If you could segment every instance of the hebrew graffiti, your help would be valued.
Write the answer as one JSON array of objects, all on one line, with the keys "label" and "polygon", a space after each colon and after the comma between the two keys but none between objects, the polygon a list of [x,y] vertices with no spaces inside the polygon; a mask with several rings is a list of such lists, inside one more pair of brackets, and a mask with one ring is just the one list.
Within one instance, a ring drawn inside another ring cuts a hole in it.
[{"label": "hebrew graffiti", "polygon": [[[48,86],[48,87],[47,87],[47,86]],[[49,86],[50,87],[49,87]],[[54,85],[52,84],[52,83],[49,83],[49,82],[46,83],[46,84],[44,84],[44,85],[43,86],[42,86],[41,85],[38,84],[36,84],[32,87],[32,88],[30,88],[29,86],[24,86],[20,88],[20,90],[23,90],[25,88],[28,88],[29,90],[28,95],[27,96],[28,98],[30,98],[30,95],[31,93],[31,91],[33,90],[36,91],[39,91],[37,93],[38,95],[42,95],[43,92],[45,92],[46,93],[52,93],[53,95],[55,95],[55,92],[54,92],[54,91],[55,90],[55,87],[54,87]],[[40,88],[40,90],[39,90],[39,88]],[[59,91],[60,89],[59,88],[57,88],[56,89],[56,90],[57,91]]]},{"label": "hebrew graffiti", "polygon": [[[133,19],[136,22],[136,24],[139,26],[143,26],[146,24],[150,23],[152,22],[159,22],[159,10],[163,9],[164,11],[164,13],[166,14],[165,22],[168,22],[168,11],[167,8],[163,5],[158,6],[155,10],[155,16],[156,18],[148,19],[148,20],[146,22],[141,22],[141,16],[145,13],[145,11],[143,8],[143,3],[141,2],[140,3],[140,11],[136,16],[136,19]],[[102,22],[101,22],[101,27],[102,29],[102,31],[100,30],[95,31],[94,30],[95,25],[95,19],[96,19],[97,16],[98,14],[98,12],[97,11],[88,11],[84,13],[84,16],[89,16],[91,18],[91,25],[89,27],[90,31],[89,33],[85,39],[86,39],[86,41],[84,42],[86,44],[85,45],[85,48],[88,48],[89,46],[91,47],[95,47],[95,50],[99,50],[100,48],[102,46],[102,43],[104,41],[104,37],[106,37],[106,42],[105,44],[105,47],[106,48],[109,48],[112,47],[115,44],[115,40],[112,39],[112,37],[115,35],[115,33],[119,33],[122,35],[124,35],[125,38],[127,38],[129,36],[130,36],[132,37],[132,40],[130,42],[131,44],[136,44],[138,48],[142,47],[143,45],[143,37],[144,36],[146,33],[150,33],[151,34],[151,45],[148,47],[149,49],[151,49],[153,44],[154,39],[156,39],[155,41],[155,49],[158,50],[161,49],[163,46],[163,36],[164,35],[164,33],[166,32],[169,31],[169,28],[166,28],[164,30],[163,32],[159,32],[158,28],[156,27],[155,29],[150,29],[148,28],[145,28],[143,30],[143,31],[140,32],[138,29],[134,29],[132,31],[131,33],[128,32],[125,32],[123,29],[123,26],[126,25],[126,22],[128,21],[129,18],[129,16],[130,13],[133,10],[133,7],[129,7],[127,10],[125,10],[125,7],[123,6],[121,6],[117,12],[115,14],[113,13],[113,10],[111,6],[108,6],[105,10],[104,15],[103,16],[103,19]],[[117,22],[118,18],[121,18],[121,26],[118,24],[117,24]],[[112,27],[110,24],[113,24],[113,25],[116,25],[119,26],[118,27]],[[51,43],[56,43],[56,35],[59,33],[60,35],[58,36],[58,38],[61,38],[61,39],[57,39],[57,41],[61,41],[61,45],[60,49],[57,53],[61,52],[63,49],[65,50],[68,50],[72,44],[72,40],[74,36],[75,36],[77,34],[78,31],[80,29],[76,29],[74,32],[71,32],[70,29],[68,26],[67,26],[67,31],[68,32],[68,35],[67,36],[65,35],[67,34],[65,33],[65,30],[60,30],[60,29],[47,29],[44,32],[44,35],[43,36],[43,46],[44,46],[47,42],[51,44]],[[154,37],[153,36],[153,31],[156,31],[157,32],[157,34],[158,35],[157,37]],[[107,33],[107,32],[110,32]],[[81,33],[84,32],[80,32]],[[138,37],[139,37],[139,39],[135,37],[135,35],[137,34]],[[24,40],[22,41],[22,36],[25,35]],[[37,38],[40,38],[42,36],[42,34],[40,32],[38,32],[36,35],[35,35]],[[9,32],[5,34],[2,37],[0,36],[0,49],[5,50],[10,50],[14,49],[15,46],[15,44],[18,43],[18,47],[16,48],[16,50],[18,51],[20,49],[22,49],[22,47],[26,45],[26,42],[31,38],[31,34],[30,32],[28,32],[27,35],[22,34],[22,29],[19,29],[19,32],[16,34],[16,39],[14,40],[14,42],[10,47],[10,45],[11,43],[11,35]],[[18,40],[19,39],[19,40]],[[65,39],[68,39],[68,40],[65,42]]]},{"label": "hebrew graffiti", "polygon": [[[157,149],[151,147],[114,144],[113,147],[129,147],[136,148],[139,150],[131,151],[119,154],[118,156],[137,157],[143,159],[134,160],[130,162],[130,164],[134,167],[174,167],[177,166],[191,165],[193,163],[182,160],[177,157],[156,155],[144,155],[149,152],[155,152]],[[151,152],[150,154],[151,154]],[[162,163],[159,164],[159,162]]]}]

==

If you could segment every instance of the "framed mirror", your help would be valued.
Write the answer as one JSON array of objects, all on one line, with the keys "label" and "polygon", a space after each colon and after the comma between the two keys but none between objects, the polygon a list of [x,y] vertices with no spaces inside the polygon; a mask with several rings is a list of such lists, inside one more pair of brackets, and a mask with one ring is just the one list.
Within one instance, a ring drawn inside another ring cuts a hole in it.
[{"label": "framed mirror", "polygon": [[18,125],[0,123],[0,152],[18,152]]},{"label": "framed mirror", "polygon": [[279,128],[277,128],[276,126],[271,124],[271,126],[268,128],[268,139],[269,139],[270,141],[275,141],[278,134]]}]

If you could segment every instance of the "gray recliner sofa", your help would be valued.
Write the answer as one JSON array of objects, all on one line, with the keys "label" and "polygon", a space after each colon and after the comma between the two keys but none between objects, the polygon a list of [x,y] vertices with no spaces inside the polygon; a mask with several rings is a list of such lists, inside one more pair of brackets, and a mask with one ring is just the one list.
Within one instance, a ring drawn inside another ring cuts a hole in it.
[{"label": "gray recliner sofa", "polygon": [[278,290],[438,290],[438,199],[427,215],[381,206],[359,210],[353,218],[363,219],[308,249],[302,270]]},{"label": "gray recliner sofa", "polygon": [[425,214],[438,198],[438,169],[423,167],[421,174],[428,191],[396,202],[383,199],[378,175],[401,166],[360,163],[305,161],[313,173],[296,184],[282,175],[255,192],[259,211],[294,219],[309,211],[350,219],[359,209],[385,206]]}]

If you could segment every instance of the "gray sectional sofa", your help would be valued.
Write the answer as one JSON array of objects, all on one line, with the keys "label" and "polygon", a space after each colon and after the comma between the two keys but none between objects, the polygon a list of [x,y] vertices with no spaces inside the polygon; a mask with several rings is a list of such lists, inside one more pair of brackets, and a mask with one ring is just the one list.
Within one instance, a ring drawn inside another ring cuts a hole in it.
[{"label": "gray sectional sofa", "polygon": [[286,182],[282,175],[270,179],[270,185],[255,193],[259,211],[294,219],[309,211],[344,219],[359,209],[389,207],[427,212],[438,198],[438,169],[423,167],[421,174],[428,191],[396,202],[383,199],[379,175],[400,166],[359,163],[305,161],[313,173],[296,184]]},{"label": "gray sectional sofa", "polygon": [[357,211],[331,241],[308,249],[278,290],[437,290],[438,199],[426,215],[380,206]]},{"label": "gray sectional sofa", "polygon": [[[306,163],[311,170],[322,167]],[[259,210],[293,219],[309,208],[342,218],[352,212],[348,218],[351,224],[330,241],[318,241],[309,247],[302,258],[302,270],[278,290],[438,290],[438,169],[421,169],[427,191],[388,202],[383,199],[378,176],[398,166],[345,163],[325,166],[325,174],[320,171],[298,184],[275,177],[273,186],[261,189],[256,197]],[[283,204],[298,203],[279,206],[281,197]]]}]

DESCRIPTION OF THE TASK -
Find each line in the records above that contains the string "every" and copy it out. Case counts.

ANSWER BELOW -
If you could segment every instance of the hebrew graffiti, your help would be valued.
If you could segment every instance of the "framed mirror", your help would be valued.
If you could segment every instance of the "gray recliner sofa", your help would be valued.
If you could segment every instance of the "gray sectional sofa", your help would be valued.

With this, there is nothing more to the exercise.